Исходный текст:
# # # #
Серьезные травмы лица – первое, что я увидел на северо-востоке Глазго, не успев даже толком познакомиться с городом.
Это показалось мне по меньшей мере жестоким, особенно с учетом того, что в подобных случаях, когда пациент все еще находится в состоянии опьянения, сложно понять, являются ли нарушенные когнитивные способности следствием употребления спиртного или травмы головы. По этой причине за ними следует присматривать, пока не будешь полностью уверен. Но поскольку я был лишь интерном, а он ординатором, я сделал, как мне велели, и отправил пациента домой.
Разумеется, ординатор вполне мог оказаться прав, и порой лучше не вмешиваться в естественный ход событий. Один из старших врачей неотложной медицинской помощи в Ньюкасле сетовал, что пациенты в отделении интенсивной терапии часто страдали от «чрезмерного внимания». Он имел в виду, что их проблемы порой разрешались сами собой, когда их предоставляли самим себе, в то время как толку от некоторых действий врачей иногда не было никакого. В этих словах есть определенная мудрость.
# # # #
Данные для привязки точек к изображениям:
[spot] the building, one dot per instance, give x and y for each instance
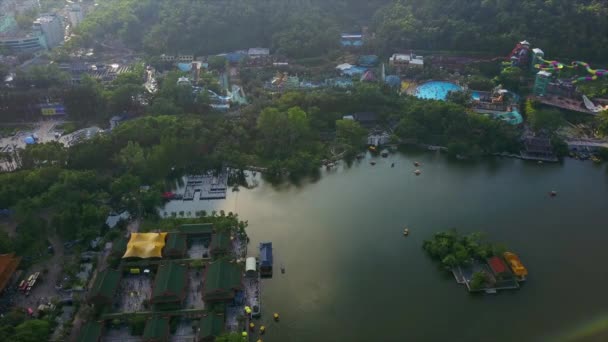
(351, 40)
(8, 266)
(250, 267)
(104, 288)
(210, 326)
(22, 44)
(258, 52)
(91, 332)
(196, 230)
(156, 329)
(402, 60)
(176, 246)
(498, 266)
(50, 27)
(366, 119)
(145, 245)
(220, 244)
(170, 284)
(75, 15)
(541, 83)
(222, 280)
(266, 259)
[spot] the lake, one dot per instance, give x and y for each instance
(352, 276)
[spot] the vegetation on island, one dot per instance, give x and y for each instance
(452, 249)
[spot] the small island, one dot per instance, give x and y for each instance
(479, 265)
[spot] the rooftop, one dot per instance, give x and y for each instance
(211, 326)
(222, 278)
(90, 332)
(157, 329)
(170, 283)
(105, 285)
(201, 228)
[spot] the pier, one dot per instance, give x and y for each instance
(207, 186)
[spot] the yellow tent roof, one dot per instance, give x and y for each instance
(145, 245)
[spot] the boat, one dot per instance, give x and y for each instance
(266, 260)
(516, 266)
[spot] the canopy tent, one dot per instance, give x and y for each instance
(145, 245)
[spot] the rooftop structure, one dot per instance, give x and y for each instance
(196, 229)
(176, 245)
(210, 326)
(105, 286)
(497, 265)
(220, 244)
(266, 259)
(50, 27)
(156, 329)
(8, 265)
(258, 52)
(351, 40)
(91, 332)
(516, 266)
(145, 245)
(222, 280)
(75, 14)
(170, 284)
(113, 219)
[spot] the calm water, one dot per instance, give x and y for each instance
(436, 90)
(352, 276)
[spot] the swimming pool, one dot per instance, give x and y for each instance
(436, 90)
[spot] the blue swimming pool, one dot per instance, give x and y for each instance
(436, 90)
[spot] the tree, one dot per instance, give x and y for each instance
(32, 331)
(217, 62)
(85, 100)
(478, 280)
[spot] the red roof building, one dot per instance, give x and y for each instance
(497, 265)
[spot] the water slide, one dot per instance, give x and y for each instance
(595, 73)
(591, 106)
(548, 65)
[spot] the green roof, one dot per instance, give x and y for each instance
(170, 283)
(176, 243)
(119, 246)
(210, 326)
(90, 332)
(105, 284)
(222, 278)
(220, 243)
(199, 228)
(157, 329)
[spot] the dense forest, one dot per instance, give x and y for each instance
(576, 29)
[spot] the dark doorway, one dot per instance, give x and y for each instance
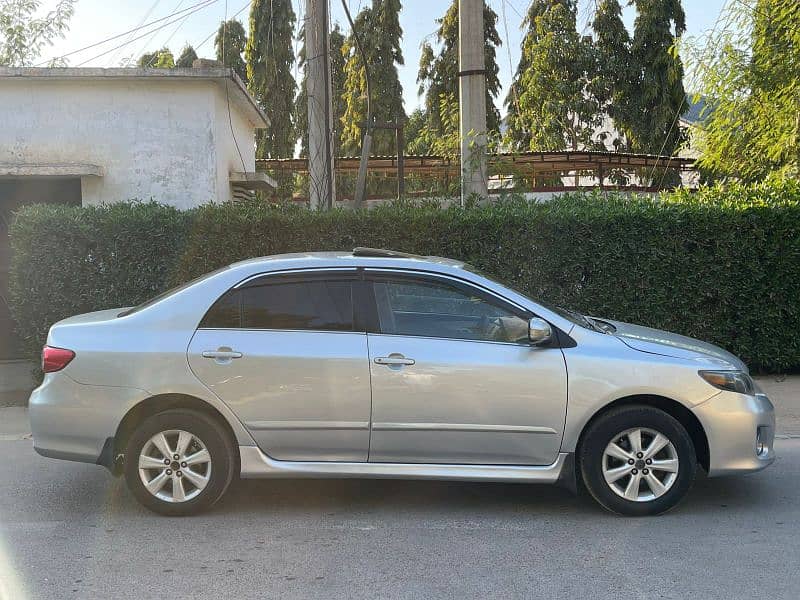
(15, 193)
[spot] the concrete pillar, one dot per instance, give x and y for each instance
(472, 98)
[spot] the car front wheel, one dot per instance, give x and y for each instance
(637, 460)
(179, 462)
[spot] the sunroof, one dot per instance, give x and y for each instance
(379, 252)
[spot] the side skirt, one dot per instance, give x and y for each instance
(257, 465)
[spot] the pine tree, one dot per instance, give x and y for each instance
(187, 57)
(613, 83)
(337, 89)
(551, 107)
(270, 56)
(749, 69)
(658, 97)
(160, 59)
(515, 132)
(438, 75)
(379, 29)
(232, 38)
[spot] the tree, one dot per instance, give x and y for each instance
(23, 36)
(657, 97)
(613, 82)
(552, 107)
(270, 56)
(232, 37)
(438, 76)
(380, 31)
(187, 57)
(748, 74)
(337, 89)
(160, 59)
(417, 142)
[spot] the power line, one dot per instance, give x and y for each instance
(124, 33)
(139, 24)
(167, 24)
(227, 93)
(152, 37)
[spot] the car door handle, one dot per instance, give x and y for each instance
(394, 360)
(222, 354)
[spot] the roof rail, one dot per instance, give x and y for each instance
(381, 253)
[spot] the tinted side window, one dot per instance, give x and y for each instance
(225, 313)
(433, 309)
(318, 305)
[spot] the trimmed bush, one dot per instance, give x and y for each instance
(722, 265)
(70, 260)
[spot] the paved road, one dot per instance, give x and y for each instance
(71, 531)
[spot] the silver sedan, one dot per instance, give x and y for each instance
(375, 363)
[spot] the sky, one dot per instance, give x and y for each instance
(96, 20)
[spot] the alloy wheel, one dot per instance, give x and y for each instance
(175, 466)
(640, 464)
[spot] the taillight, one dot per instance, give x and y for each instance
(55, 359)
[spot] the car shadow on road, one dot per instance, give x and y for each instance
(340, 495)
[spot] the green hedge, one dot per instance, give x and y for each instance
(70, 260)
(722, 265)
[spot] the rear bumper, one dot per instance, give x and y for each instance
(72, 421)
(734, 423)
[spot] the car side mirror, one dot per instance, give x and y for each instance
(539, 331)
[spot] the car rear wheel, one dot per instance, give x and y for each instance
(179, 462)
(637, 461)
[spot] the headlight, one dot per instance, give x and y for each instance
(731, 381)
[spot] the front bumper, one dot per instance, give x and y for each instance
(72, 421)
(736, 425)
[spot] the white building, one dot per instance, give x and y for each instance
(181, 137)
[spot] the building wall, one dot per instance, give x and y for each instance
(165, 139)
(228, 158)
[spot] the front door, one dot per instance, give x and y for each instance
(285, 354)
(454, 379)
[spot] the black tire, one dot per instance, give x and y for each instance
(613, 423)
(216, 440)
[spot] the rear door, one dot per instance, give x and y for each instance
(454, 379)
(286, 354)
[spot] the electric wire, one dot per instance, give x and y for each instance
(139, 24)
(202, 4)
(227, 92)
(167, 24)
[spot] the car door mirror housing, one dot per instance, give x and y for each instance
(539, 331)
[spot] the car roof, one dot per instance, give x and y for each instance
(357, 257)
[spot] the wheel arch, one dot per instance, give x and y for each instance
(673, 408)
(149, 407)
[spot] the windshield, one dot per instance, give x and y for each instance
(169, 292)
(566, 313)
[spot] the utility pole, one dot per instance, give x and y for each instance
(321, 174)
(472, 99)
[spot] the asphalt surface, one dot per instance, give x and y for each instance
(69, 530)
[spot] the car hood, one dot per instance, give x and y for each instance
(655, 341)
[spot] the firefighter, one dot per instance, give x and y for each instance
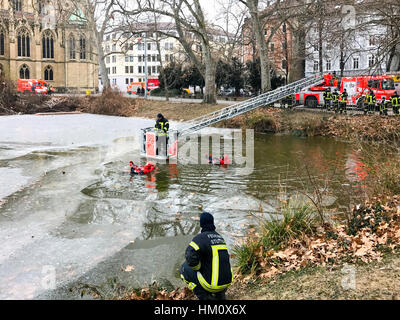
(161, 128)
(327, 99)
(395, 99)
(343, 101)
(207, 270)
(335, 100)
(371, 101)
(291, 101)
(383, 106)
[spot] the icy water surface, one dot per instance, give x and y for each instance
(69, 207)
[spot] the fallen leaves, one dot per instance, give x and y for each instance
(363, 245)
(129, 268)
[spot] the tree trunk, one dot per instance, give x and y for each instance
(263, 50)
(102, 65)
(209, 78)
(299, 62)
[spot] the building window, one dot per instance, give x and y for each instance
(371, 61)
(356, 63)
(71, 47)
(24, 72)
(372, 41)
(328, 65)
(47, 45)
(316, 66)
(82, 48)
(17, 5)
(24, 44)
(48, 74)
(2, 43)
(272, 47)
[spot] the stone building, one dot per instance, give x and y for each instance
(38, 41)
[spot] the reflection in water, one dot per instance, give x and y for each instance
(155, 228)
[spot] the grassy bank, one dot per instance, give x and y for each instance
(349, 127)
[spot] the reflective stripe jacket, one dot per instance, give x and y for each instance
(343, 97)
(370, 98)
(328, 95)
(208, 255)
(395, 100)
(162, 126)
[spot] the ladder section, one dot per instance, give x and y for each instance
(248, 105)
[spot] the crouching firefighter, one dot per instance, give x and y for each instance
(161, 128)
(207, 270)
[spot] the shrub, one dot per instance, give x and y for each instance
(111, 102)
(366, 217)
(297, 219)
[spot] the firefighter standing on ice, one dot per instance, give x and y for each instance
(328, 99)
(161, 128)
(371, 102)
(384, 106)
(343, 101)
(207, 270)
(335, 100)
(395, 99)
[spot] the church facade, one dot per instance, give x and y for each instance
(43, 40)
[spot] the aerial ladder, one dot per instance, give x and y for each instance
(149, 138)
(267, 98)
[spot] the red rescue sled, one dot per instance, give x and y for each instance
(149, 167)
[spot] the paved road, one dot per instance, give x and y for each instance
(178, 100)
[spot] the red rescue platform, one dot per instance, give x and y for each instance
(149, 167)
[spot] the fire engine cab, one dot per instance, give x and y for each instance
(33, 86)
(356, 87)
(134, 86)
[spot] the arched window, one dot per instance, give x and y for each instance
(17, 5)
(2, 43)
(24, 72)
(82, 47)
(48, 73)
(71, 47)
(47, 45)
(24, 43)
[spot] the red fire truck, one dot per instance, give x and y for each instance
(134, 86)
(33, 86)
(357, 87)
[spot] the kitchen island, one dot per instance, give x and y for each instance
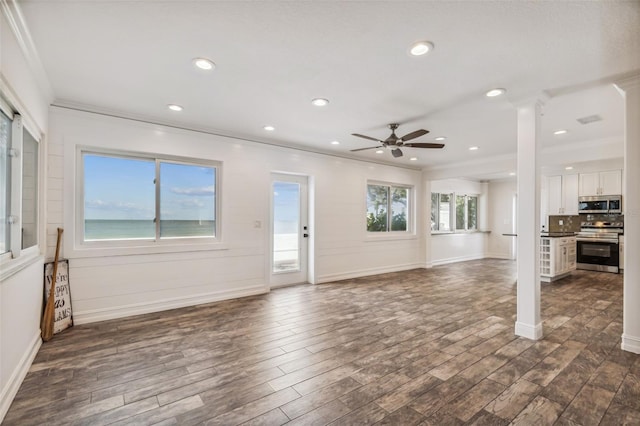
(557, 255)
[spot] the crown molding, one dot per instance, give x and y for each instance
(628, 83)
(18, 25)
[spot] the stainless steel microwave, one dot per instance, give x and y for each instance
(602, 204)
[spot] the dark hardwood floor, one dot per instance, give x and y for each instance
(430, 347)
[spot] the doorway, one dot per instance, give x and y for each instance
(289, 230)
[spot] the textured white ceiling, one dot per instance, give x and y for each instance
(133, 58)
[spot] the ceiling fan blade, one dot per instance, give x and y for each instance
(366, 137)
(414, 135)
(424, 145)
(362, 149)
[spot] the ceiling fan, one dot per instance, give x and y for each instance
(397, 142)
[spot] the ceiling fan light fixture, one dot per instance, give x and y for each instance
(320, 102)
(396, 152)
(420, 48)
(495, 92)
(204, 64)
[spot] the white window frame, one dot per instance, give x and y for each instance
(145, 245)
(453, 226)
(16, 254)
(410, 231)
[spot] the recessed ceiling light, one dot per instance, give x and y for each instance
(495, 92)
(320, 102)
(204, 64)
(421, 48)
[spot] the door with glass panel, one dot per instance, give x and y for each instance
(289, 229)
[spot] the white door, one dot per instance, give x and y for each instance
(289, 229)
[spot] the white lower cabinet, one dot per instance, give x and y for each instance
(557, 257)
(621, 245)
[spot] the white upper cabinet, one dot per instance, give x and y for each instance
(601, 183)
(611, 182)
(563, 195)
(570, 194)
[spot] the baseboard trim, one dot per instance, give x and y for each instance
(630, 344)
(86, 317)
(456, 260)
(17, 376)
(501, 256)
(533, 332)
(368, 272)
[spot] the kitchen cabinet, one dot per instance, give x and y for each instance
(601, 183)
(563, 195)
(621, 245)
(557, 257)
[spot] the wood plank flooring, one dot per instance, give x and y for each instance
(422, 347)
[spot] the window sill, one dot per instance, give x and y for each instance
(460, 232)
(14, 266)
(390, 236)
(144, 248)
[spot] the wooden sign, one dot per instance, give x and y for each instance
(63, 317)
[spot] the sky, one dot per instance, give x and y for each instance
(123, 189)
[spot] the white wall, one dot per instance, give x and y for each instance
(457, 247)
(501, 195)
(20, 279)
(113, 283)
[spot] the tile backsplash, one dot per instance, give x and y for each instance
(564, 223)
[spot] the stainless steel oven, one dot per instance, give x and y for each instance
(598, 254)
(597, 243)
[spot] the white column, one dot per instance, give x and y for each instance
(426, 193)
(528, 323)
(630, 90)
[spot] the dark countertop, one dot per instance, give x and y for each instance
(557, 234)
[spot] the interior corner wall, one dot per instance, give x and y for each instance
(20, 287)
(114, 285)
(501, 218)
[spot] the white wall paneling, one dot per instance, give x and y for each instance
(24, 87)
(113, 283)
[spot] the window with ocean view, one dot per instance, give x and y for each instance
(134, 198)
(387, 208)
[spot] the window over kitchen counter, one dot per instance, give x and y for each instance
(451, 212)
(388, 208)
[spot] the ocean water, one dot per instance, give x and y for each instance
(102, 229)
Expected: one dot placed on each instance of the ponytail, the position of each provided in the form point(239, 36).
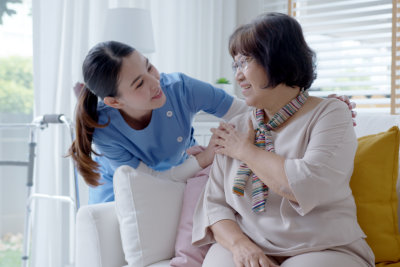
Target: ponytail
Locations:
# # # #
Задание:
Подхватите текст о работе интерна в Глазго и продолжите его сразу после последнего предложения.

Ответ к заданию:
Больница в Ньюкасле была далеко не самой передовой для того времени, однако здесь у меня было достаточно практики с пациентами и их травмами лица, чтобы окончательно решить, что я хочу заниматься именно челюстно-лицевой хирургией.
Меня взяли в медицинскую школу в Глазго, и в первый день я пришел на практическое занятие по анатомии, где был в свои двадцать пять окружен восемнадцати– и девятнадцатилетними мальчиками, только что закончившими школу. Впервые оказавшись вдали от дома и наслаждаясь своей свободой, как это обычно бывает на первом и втором курсах, некоторые из моих однокурсников могли сказать: «Сегодня вторник, давайте нажремся», на что я отвечал: «Знаешь что, а давай не будем. Давай сначала разберемся с учебой, а потом уже обсудим твое предложение».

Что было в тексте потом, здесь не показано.